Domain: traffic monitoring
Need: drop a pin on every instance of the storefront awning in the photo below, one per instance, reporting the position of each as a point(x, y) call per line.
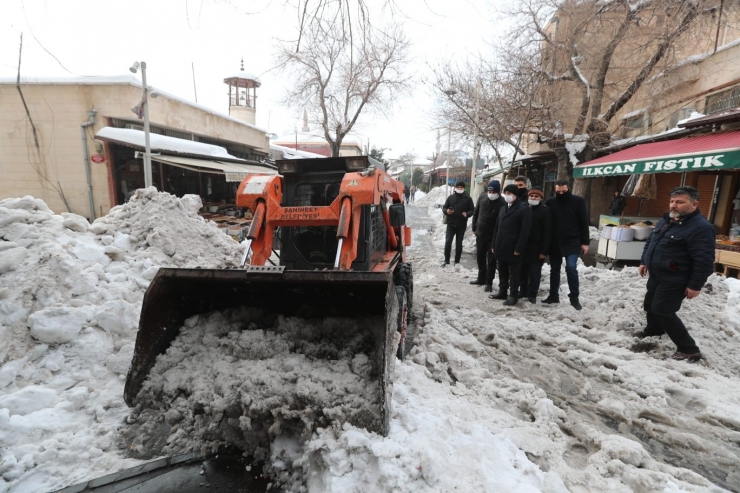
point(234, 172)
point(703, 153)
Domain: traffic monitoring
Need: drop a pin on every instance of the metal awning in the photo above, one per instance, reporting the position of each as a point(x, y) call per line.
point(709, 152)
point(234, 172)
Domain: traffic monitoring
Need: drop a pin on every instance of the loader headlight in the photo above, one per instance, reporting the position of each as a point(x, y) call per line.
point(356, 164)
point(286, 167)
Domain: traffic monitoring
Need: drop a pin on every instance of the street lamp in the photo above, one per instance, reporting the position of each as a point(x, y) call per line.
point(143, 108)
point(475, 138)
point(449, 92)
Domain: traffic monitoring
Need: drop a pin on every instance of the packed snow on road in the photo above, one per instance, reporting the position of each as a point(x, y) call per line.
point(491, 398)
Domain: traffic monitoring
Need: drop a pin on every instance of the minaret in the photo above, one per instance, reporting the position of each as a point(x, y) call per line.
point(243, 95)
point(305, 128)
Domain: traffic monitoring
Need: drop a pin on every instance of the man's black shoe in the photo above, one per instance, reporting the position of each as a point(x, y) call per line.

Your goal: No picture is to appear in the copy; every entry above is otherwise to be printed verbatim.

Task solution:
Domain: traffic monitoring
Need: drop a pin on every instance of the storefront awning in the photo below, one per instance, reporting the position of each as a point(x, y) call per line.
point(234, 172)
point(703, 153)
Domain: traffic monitoring
Need: drop a pin on every instance of the metal awning in the photo above, one per instance, reporting the position of each as a point(x, y) call per line.
point(709, 152)
point(234, 172)
Domain: traffic monitoring
Need: drop a pin on every instance of the loader headlight in the photo above, one per instance, reporting the position of each as a point(x, y) call per line.
point(356, 164)
point(286, 167)
Domain: traffic monitoring
Need: drop a pin on every instance of the street lamp in the photo above, one per instance, reporting the position of each as a point(x, y) call per line.
point(143, 108)
point(475, 138)
point(449, 92)
Domain: traffic monitoring
Need: drop a pin on every instance of the packed snow on road in the photo above, one per instance, reporting the position of each as a point(x, y) call per line.
point(491, 398)
Domain: traffic monitoring
Need: drop a pin on every instance of the minaret in the photo above, one per instance, reporting the position of each as a point(x, y) call per line.
point(243, 95)
point(305, 128)
Domain: traffic monitoring
Need: drop a pin on every instance of the man's black shoe in the photo above, one per instance, reporting the position of each as a point(x, y) call per line.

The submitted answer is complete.